TASK LIST
1: In the passage on Vietnam's economic policies, which newspaper's editorials do the described "communist" government policies resemble?
2: In the passage on Vietnam's economic policies, write out everything from "Here we see" down to "it on them!", renaming "Wall Street Journal" as "Financial Times".
** EXCERPTED PASSAGE follows **
Here we see evidence of “communist” government policies that read more like an editorial in the Wall Street Journal: systematic elimination of tariffs so domestic enterprises have to face competition from a global market economy, elimination of subsidies to state-owned industries, allowing state industries to fail, honoring the law of [economic] evolution and emphasis on the need for speed in [market] reforms. This is completely astonishing! Perhaps by winning the war, suffering for over a decade with Russian-style communism, when Vietnam, one of the top rice exporting countries, had to import rice, Vietnam may appreciate the free market even more than if the U.S. Government had somehow won the war and imposed it on them!
** End of EXCERPTED PASSAGE **
** SOURCE INFORMATION follows **
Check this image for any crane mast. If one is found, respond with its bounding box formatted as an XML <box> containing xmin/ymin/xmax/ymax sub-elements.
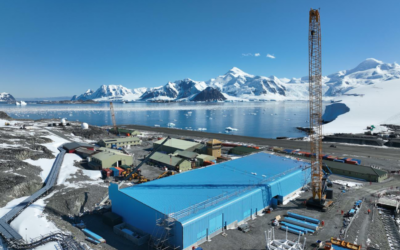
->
<box><xmin>110</xmin><ymin>102</ymin><xmax>118</xmax><ymax>131</ymax></box>
<box><xmin>308</xmin><ymin>9</ymin><xmax>323</xmax><ymax>201</ymax></box>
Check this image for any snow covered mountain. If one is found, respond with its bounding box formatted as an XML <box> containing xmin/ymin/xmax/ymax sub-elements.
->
<box><xmin>325</xmin><ymin>58</ymin><xmax>400</xmax><ymax>96</ymax></box>
<box><xmin>71</xmin><ymin>85</ymin><xmax>147</xmax><ymax>101</ymax></box>
<box><xmin>207</xmin><ymin>67</ymin><xmax>286</xmax><ymax>98</ymax></box>
<box><xmin>0</xmin><ymin>92</ymin><xmax>15</xmax><ymax>102</ymax></box>
<box><xmin>140</xmin><ymin>78</ymin><xmax>207</xmax><ymax>100</ymax></box>
<box><xmin>72</xmin><ymin>58</ymin><xmax>400</xmax><ymax>101</ymax></box>
<box><xmin>71</xmin><ymin>89</ymin><xmax>94</xmax><ymax>101</ymax></box>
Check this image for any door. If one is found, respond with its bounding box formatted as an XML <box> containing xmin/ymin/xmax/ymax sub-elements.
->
<box><xmin>208</xmin><ymin>214</ymin><xmax>222</xmax><ymax>234</ymax></box>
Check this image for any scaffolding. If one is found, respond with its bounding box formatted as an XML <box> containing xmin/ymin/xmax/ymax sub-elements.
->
<box><xmin>265</xmin><ymin>228</ymin><xmax>306</xmax><ymax>250</ymax></box>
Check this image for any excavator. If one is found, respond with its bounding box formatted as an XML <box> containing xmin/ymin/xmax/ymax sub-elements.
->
<box><xmin>155</xmin><ymin>170</ymin><xmax>175</xmax><ymax>180</ymax></box>
<box><xmin>99</xmin><ymin>136</ymin><xmax>171</xmax><ymax>206</ymax></box>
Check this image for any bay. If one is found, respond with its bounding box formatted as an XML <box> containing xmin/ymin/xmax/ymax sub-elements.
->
<box><xmin>0</xmin><ymin>101</ymin><xmax>316</xmax><ymax>138</ymax></box>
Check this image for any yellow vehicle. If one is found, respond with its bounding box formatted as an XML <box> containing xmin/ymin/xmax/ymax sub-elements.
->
<box><xmin>331</xmin><ymin>237</ymin><xmax>361</xmax><ymax>250</ymax></box>
<box><xmin>156</xmin><ymin>170</ymin><xmax>175</xmax><ymax>180</ymax></box>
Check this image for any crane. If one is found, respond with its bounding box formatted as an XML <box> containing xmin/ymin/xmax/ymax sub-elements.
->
<box><xmin>110</xmin><ymin>102</ymin><xmax>118</xmax><ymax>134</ymax></box>
<box><xmin>307</xmin><ymin>9</ymin><xmax>333</xmax><ymax>210</ymax></box>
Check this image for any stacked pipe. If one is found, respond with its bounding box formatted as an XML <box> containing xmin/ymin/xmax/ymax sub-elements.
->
<box><xmin>281</xmin><ymin>212</ymin><xmax>321</xmax><ymax>234</ymax></box>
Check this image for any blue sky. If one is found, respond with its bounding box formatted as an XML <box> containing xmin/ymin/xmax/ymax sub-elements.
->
<box><xmin>0</xmin><ymin>0</ymin><xmax>400</xmax><ymax>98</ymax></box>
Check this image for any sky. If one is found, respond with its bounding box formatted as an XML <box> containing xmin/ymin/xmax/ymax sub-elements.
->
<box><xmin>0</xmin><ymin>0</ymin><xmax>400</xmax><ymax>98</ymax></box>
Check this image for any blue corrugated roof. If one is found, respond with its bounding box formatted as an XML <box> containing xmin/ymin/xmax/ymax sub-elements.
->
<box><xmin>120</xmin><ymin>153</ymin><xmax>309</xmax><ymax>223</ymax></box>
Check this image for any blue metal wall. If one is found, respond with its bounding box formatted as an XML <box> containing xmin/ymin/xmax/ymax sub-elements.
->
<box><xmin>182</xmin><ymin>188</ymin><xmax>265</xmax><ymax>248</ymax></box>
<box><xmin>109</xmin><ymin>183</ymin><xmax>183</xmax><ymax>246</ymax></box>
<box><xmin>109</xmin><ymin>157</ymin><xmax>311</xmax><ymax>249</ymax></box>
<box><xmin>182</xmin><ymin>169</ymin><xmax>311</xmax><ymax>248</ymax></box>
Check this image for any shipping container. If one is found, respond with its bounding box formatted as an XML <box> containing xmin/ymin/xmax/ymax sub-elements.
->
<box><xmin>85</xmin><ymin>237</ymin><xmax>101</xmax><ymax>245</ymax></box>
<box><xmin>333</xmin><ymin>159</ymin><xmax>344</xmax><ymax>163</ymax></box>
<box><xmin>110</xmin><ymin>168</ymin><xmax>119</xmax><ymax>176</ymax></box>
<box><xmin>115</xmin><ymin>167</ymin><xmax>125</xmax><ymax>175</ymax></box>
<box><xmin>281</xmin><ymin>222</ymin><xmax>315</xmax><ymax>233</ymax></box>
<box><xmin>283</xmin><ymin>217</ymin><xmax>318</xmax><ymax>231</ymax></box>
<box><xmin>82</xmin><ymin>228</ymin><xmax>106</xmax><ymax>243</ymax></box>
<box><xmin>280</xmin><ymin>226</ymin><xmax>304</xmax><ymax>235</ymax></box>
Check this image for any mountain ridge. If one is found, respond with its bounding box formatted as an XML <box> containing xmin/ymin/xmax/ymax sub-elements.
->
** End of SOURCE INFORMATION **
ANSWERS TO THE PROBLEMS
1: The Wall Street Journal

2:
Here we see evidence of “communist” government policies that read more like an editorial in the Financial Times: systematic elimination of tariffs so domestic enterprises have to face competition from a global market economy, elimination of subsidies to state-owned industries, allowing state industries to fail, honoring the law of [economic] evolution and emphasis on the need for speed in [market] reforms. This is completely astonishing! Perhaps by winning the war, suffering for over a decade with Russian-style communism, when Vietnam, one of the top rice exporting countries, had to import rice, Vietnam may appreciate the free market even more than if the U.S. Government had somehow won the war and imposed it on them!